◆ **Problem details**:
Format the lines from the beginning through the line containing "pixel 663 415" as a JSON list of strings, one string per line and no entries for blank lines.

= = =

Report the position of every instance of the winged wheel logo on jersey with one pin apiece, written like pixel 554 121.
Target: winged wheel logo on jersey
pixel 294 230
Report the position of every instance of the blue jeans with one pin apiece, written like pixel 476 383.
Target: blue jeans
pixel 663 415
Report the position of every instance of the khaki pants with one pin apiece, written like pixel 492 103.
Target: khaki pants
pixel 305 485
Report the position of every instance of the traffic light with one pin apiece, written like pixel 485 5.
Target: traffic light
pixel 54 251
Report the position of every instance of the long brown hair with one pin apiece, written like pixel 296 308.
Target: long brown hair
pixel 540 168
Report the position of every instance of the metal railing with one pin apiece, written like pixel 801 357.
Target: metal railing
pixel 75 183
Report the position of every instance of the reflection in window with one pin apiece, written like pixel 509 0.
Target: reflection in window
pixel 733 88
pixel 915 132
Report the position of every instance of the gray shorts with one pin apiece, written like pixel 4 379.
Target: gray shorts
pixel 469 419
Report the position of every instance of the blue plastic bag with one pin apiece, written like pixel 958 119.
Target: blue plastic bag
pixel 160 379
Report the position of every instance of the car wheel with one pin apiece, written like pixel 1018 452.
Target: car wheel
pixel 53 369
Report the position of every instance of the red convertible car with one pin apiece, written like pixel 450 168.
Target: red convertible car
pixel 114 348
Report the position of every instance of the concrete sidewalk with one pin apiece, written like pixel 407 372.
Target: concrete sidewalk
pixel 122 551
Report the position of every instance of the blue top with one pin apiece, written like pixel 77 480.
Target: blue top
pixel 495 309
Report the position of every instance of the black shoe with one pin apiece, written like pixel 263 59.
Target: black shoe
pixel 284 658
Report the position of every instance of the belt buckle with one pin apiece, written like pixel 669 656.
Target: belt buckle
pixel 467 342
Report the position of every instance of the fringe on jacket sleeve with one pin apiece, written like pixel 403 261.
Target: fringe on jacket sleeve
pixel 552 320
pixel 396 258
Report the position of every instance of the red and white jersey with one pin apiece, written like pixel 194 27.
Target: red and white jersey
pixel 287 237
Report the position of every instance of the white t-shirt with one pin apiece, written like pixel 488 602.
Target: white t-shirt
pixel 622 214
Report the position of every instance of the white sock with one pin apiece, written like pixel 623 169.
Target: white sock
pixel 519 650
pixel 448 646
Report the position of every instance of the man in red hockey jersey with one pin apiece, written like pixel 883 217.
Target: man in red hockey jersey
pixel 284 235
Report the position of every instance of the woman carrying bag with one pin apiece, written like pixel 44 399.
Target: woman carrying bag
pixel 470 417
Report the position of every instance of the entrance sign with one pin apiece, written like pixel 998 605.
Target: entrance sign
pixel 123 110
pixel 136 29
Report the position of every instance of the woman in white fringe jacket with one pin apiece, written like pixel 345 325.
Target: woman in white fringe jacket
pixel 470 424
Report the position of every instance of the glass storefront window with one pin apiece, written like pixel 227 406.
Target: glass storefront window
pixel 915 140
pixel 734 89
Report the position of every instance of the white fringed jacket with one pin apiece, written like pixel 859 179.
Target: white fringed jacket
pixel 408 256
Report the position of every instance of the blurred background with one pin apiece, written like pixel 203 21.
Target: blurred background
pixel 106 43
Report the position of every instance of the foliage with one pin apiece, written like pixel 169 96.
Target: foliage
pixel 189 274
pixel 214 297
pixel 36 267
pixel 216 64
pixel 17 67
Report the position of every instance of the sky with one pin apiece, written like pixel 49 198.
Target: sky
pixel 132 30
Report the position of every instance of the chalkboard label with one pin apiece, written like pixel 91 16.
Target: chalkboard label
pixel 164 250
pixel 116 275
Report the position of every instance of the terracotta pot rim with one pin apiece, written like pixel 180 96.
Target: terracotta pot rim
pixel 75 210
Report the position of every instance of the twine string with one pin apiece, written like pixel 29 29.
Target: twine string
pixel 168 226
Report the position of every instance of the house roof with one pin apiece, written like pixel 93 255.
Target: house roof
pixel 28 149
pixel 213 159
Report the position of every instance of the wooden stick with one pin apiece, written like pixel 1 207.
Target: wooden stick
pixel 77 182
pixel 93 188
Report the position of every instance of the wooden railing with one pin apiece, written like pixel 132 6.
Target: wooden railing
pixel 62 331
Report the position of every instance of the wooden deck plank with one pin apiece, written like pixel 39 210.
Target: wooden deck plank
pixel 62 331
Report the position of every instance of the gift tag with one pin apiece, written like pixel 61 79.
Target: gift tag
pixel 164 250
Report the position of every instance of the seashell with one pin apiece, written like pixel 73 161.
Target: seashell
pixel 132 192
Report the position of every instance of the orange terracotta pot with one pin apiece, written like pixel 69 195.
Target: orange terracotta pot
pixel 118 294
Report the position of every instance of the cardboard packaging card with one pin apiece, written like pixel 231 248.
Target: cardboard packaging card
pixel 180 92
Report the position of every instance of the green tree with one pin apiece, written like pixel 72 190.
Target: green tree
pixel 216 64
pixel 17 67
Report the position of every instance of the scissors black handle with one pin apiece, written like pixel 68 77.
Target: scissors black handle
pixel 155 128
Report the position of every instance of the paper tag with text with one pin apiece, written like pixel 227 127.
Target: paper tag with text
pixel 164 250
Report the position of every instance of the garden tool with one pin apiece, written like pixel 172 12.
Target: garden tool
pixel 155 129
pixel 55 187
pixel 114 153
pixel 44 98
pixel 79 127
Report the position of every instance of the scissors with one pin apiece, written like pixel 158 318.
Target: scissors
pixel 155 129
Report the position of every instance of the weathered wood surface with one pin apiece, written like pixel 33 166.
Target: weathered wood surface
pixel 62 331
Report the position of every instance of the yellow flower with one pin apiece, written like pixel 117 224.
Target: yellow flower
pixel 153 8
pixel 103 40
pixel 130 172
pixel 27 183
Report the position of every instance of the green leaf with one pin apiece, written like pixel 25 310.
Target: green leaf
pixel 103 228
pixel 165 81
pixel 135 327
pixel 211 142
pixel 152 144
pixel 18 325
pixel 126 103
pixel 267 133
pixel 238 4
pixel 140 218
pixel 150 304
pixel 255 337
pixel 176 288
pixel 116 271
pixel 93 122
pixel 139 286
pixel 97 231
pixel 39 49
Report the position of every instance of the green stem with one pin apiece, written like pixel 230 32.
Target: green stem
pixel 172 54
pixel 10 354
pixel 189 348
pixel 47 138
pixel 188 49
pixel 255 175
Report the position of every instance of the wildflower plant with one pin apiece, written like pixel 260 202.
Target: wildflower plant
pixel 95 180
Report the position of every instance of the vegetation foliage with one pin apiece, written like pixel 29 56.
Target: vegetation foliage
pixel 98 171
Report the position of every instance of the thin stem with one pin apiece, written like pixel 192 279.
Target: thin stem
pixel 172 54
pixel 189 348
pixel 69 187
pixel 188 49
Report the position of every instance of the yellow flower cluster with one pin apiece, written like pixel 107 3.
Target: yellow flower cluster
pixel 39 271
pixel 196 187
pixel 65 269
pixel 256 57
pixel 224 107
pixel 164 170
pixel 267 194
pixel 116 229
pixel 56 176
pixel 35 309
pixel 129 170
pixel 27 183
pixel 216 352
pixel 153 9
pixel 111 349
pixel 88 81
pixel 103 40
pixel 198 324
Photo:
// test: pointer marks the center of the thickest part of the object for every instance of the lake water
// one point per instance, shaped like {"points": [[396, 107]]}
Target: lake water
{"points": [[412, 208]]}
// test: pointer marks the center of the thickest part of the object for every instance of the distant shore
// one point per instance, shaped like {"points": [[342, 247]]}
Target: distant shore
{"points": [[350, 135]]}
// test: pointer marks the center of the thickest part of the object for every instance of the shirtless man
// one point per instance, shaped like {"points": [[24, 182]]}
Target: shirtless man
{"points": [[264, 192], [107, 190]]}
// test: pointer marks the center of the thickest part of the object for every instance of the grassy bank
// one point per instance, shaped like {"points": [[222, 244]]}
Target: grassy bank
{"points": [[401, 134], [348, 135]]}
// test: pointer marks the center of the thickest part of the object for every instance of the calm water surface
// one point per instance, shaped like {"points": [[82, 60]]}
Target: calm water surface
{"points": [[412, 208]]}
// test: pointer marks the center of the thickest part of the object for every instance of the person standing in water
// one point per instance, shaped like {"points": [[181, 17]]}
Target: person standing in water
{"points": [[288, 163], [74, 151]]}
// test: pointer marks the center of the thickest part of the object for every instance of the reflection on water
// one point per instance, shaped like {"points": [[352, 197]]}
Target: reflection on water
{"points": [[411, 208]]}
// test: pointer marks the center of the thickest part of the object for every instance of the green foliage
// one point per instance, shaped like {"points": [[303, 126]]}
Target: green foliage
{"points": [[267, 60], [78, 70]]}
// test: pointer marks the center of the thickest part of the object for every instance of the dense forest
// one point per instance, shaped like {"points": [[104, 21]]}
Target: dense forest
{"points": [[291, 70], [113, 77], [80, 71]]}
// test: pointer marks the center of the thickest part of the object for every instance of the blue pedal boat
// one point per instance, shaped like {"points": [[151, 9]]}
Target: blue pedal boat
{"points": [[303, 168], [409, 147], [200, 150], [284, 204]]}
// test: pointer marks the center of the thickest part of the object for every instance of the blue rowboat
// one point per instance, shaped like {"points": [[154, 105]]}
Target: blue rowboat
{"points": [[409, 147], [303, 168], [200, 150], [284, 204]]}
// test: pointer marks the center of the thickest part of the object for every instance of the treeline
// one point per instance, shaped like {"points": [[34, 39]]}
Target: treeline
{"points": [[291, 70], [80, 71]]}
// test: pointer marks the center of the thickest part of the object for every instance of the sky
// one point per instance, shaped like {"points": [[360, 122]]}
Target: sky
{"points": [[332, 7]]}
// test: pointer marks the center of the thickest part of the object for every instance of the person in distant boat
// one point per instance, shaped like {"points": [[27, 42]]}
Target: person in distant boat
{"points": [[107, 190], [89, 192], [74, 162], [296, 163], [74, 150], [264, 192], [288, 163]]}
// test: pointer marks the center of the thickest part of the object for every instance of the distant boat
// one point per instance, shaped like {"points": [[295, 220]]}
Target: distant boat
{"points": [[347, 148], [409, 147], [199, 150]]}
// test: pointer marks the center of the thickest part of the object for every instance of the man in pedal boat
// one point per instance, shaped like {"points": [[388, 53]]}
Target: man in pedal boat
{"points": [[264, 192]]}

= = =

◆ **Response to the exercise**:
[
  "Report the position of every instance of the winged wheel logo on jersey with one pin apiece, written like pixel 554 121.",
  "Target: winged wheel logo on jersey",
  "pixel 294 230",
  "Report the position of every instance of the blue jeans with one pin apiece, written like pixel 476 383.",
  "Target: blue jeans",
  "pixel 663 415"
]